## What to do
**a)** In the excerpt on Liberatii connection strings, which driver does the example use to connect to the Liberatii Gateway?
**b)** Reproduce the excerpt on Liberatii connection strings from "If the application" up to and including "to 3rd-party applications.".

## Page excerpt

----------

The following cell will construct connection strings for the newly deployed Liberatii Data Platform and Gateway.

If the application was not deployed other values may be used to access the Liberatii Gateway and Data Platform using the `LGW_HOST` and `PLATFORM` variables directly.

### A note on drivers

In this example we are using the SQLAlchemy `postgres://` driver to connect to the Liberatii Gateway. The Liberatii Gateway also supports the use of OCI, ODBC, JDBC, Pro\*COBOL and Pro\*C through a drop-in replacement driver that can be used to provide connectivity to 3rd-party applications.

In [8]:
## Use these values if the deployment stage was skipped
LGW_HOST='pgtranslator'
PLATFORM='migration'

## ...otherwise, if there is a deployment, collect the address
ips=!az network public-ip list -g {RESOURCE_GROUP}-mrg --query [].ipAddress
if ips[0][0] == '[':
    LGW_HOST=json.loads("".join(ips))[0]
    PLATFORM=LGW_HOST
else:
    print("Ignoring resource group: \n  " + '\n  '.join(ips))
    
LGW=f'postgresql://{USER}:{PSWD}@{LGW_HOST}:{LGW_PORT}/{DB}'
API_PREFIX=f"http://{socket.gethostbyname(PLATFORM)}:3000"

----------

## Available data
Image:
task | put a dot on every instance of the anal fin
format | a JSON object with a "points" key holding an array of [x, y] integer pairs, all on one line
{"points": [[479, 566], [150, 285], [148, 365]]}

----------

## Answers for the tasks
**a)** The SQLAlchemy `postgres://` driver.

**b)**
If the application was not deployed other values may be used to access the Liberatii Gateway and Data Platform using the `LGW_HOST` and `PLATFORM` variables directly.

### A note on drivers

In this example we are using the SQLAlchemy `postgres://` driver to connect to the Liberatii Gateway. The Liberatii Gateway also supports the use of OCI, ODBC, JDBC, Pro\*COBOL and Pro\*C through a drop-in replacement driver that can be used to provide connectivity to 3rd-party applications.